What are you reading at the moment? What did you recently finish reading? What have you learnt from it?
I love to read. My taste in books ranges from classics, humour, westerns and from contemporary authors to some really good children’s books. I stay away from management books, though.
Recently I read Artemis Fowl And The Last Guardian. It’s always a good romp with Eoin Colfer’s boy-genius running down the diabolical Opal Koboi. I also enjoyed Christopher McDougall’s Born To Run: A Hidden Tribe, Super Athletes And The Greatest Race The World has Never Seen. My reason for reading is simple − it helps open my mind and exercise my imagination.
What is the one book all leaders must read and why?
My favorite book is Gödel, Escher, Bach: An Eternal Golden Braid by Douglas Hofstadter.
Name one book everyone in your sector should pick up and why?
Again it’s ‘Gödel, Escher, Bach’ (also referred to as GEB) by Douglas Hofstadter. It’s notreally about mathematics, art and music; it is about the common thread that runs through seemingly different disciplines. It explores fascinating ideas, such as Escher’s ‘Drawing Hands,’ acrostics and word play. Put simply, it’s a radical way of thinking that involves everything from extrapolation to logic to symmetry. Too often we are trapped by our circumstances or jobs into thinking in a one-dimensional way, reading GEB is a great way to free your thinking. Unlike the purist, the eclectic reader’s freewheeling choices often take him out of his comfort zone to explore different genres, from classics to whodunits and science fiction. “It is what you read when you don't have to that determines what you will be when you can't help it,” said Oscar Wilde.

MATERIAL:
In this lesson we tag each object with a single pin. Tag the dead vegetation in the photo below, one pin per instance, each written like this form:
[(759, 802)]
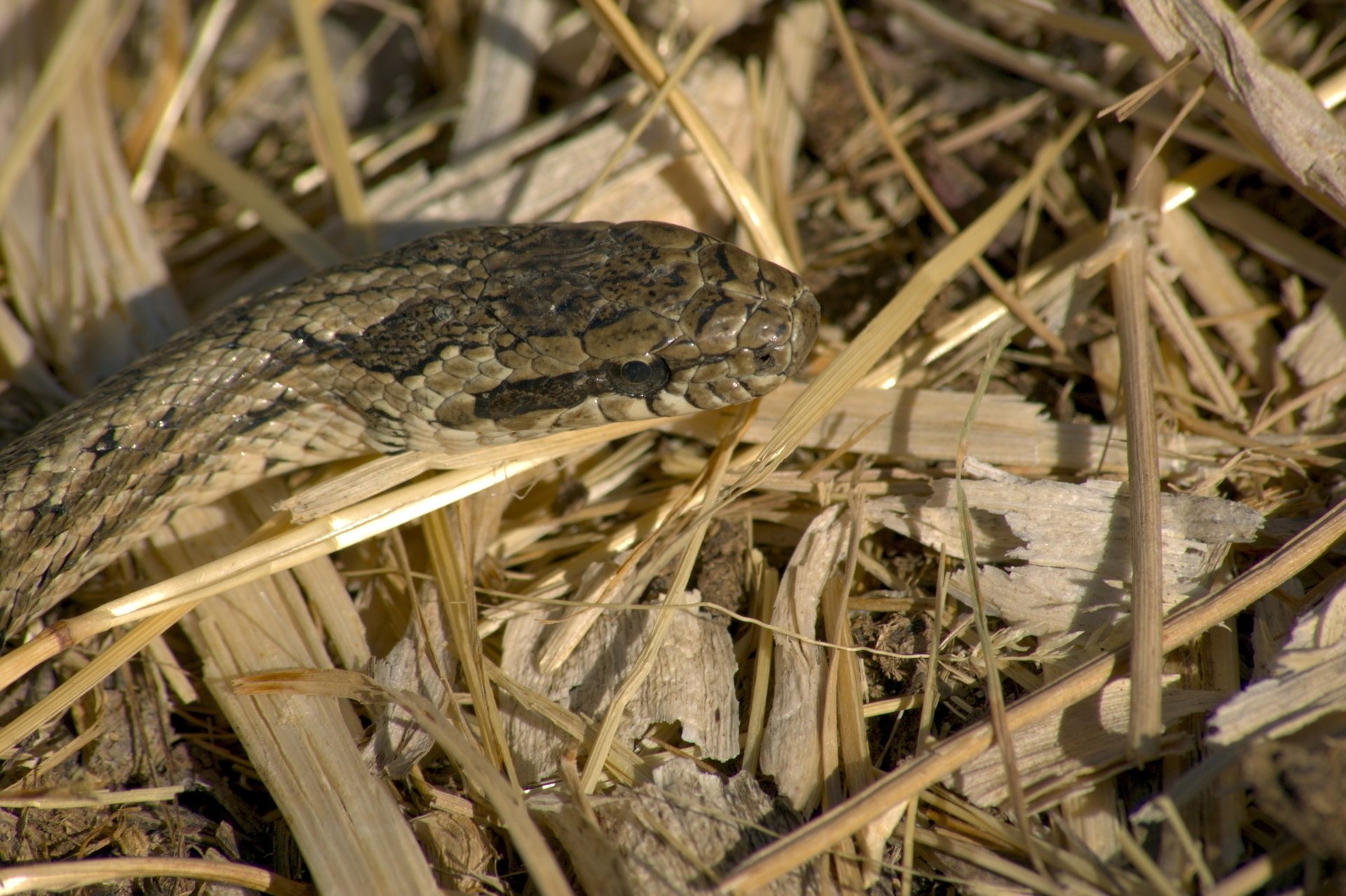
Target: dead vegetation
[(1027, 585)]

PROBLEM TO SOLVE:
Extend the interview about reading, picking up directly after its final sentence. The listing plays no part in this exercise.

RIGHT ANSWER:
What kind of books do you normally buy while travelling?
I have an Amazon Kindle which I carry along whenever I travel. So, I have an array of genre to choose from. Browsing in a ‘real’ bookstore is different; it depends on how much time I have between flights and what catches my eye. Umberto Eco’s Foucault’s Pendulum is one of my travel buys.
Have you written any books? If not, do you plan to write in future?
No. I have no such plans. I would rather not torture people!
What books did you grow up with? What did you like most about them?
Like others who were growing up at the same time, I had a steady diet of Indrajaal comics, Enid Blyton, Tinkle, Hardy Boys, Agatha Christie and P.G. Wodehouse to draw from.
What kind of books do you have on your bookshelves?
We have a collection of over 5,000 books and they cover quite a range from travelogues to humour, science fiction, psychology and education and represent some of my family’s shared interests as well as our individual literary pursuits.
Where do you shop for books?
I shop online as I mentioned earlier and as I am almost always on the go now, I find it convenient to read e-books.
Have your reading habits changed in the past four or five years? If so, how....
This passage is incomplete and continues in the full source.